### EXERCISE AIM
Please repeat all of the records, keeping every word unchanged.

### STUDY MATERIAL
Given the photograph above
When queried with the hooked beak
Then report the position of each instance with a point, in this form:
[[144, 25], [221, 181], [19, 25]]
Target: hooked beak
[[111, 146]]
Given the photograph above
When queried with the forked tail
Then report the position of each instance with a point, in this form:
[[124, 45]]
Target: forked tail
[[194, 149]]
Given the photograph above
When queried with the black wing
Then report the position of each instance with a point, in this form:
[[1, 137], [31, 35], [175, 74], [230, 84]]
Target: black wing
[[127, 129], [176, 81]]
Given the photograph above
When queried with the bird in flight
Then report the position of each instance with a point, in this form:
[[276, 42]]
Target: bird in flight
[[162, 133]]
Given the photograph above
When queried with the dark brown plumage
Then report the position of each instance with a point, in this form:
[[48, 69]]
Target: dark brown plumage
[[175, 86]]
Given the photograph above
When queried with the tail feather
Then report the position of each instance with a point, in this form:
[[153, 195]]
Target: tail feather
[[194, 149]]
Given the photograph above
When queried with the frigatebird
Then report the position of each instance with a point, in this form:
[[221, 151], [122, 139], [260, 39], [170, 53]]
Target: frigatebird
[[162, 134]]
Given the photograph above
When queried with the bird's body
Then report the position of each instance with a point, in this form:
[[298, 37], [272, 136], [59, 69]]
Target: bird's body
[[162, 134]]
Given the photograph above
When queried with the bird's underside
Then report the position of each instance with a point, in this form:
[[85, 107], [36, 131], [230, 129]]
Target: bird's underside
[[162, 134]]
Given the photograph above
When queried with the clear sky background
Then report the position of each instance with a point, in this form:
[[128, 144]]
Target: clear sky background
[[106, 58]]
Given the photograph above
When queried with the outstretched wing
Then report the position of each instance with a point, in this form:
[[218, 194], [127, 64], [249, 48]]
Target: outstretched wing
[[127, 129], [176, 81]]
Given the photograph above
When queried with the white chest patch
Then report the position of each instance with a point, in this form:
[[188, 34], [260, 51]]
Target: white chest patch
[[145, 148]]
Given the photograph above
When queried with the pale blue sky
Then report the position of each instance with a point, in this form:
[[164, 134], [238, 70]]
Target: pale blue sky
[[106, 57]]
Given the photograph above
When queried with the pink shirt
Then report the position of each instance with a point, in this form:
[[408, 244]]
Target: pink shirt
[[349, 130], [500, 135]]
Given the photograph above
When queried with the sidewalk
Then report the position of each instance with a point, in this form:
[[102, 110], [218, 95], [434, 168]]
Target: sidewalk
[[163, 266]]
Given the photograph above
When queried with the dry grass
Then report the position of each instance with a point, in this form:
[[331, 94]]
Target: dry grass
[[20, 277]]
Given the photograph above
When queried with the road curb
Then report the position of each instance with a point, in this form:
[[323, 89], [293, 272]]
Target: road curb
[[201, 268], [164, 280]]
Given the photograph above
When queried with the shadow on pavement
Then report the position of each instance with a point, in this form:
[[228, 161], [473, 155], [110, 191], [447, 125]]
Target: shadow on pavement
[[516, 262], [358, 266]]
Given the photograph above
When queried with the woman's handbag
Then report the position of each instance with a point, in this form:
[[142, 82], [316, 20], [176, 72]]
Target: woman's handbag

### FINISHED TASK
Given the photograph above
When queried with the hooked beak
Then report the position of each instance with a point, in this form:
[[144, 25], [221, 181], [19, 25]]
Target: hooked beak
[[111, 146]]
Given the photograph above
When queried with the forked tail
Then report the position of each instance with a point, in this form:
[[124, 45]]
Target: forked tail
[[194, 149]]
Given the photograph above
When queried with the black wing
Then report the position of each instance with a point, in this form:
[[1, 137], [31, 35], [175, 74], [230, 84]]
Target: black wing
[[127, 129], [176, 81]]
Given the photograph above
When queried with the bird in flight
Then report the position of each instance with a point, in this form:
[[276, 42]]
Target: bird in flight
[[162, 133]]
Given the photograph above
When queried with the dark brown plumage
Then report the position of each instance with a point, in this form:
[[48, 69]]
Target: dark brown plumage
[[175, 86]]
Given the photograph above
When queried with the tail feather
Then report the position of each instance with a point, in this form:
[[153, 195]]
Target: tail feather
[[194, 149]]
Given the photograph above
When queried with the frigatebird
Then report the position of each instance with a point, in this form:
[[221, 151], [122, 139], [260, 39], [170, 53]]
Target: frigatebird
[[162, 134]]
Given the photograph above
When queried with the bird's body
Then report the position of each instance with a point, in this form:
[[298, 37], [272, 136], [59, 69]]
Target: bird's body
[[162, 134]]
Given the photograph above
When queried with the bird's underside
Then report the position of each instance with a point, in this form:
[[85, 107], [36, 131], [230, 129]]
Target: bird's underside
[[162, 134]]
Given the photograph above
When queried with the clear sky background
Then report the position of each instance with a point, in this form:
[[128, 144]]
Target: clear sky background
[[106, 58]]
Given the photograph above
When queried with the outstretched wing
Then report the position of each instance with a point, in this form:
[[218, 194], [127, 64], [249, 48]]
Target: outstretched wing
[[127, 129], [176, 81]]
Given the photograph above
When queried with the white chest patch
Then report the position of each instance with a point, in this form:
[[188, 34], [260, 51]]
Target: white chest patch
[[145, 148]]
Given the photograph above
When queried with the pale blue sky
Then report the position of each instance with a point, in this form:
[[164, 134], [238, 70]]
Target: pale blue sky
[[106, 57]]
Given the photograph above
When queried with the pink shirt
Then report the position of each instance with a point, in this form:
[[408, 244]]
Target: pink shirt
[[349, 130], [500, 135]]
Given the photograph above
When queried with the sidewalk
Then report the position of each instance with a point, in this form:
[[102, 110], [218, 95], [434, 168]]
Target: sidewalk
[[163, 266]]
Given the photograph above
When queried with the dry grass
Then report the position of each instance with a point, in this form:
[[331, 94]]
Target: dry grass
[[20, 277]]
Given the photograph above
When queried with the road curb
Then report the position of each instance with a point, in this form:
[[323, 89], [293, 272]]
Target: road curb
[[201, 268], [164, 280]]
Given the photograph above
When queried with the shadow on pavement
Then report the position of each instance with a point, in this form:
[[228, 161], [473, 155], [110, 191], [447, 125]]
Target: shadow on pavement
[[516, 262], [358, 266]]
Given the photograph above
When queried with the woman's handbag
Then report the position of each instance with a point, in this form:
[[142, 82], [316, 20], [176, 72]]
Target: woman's handbag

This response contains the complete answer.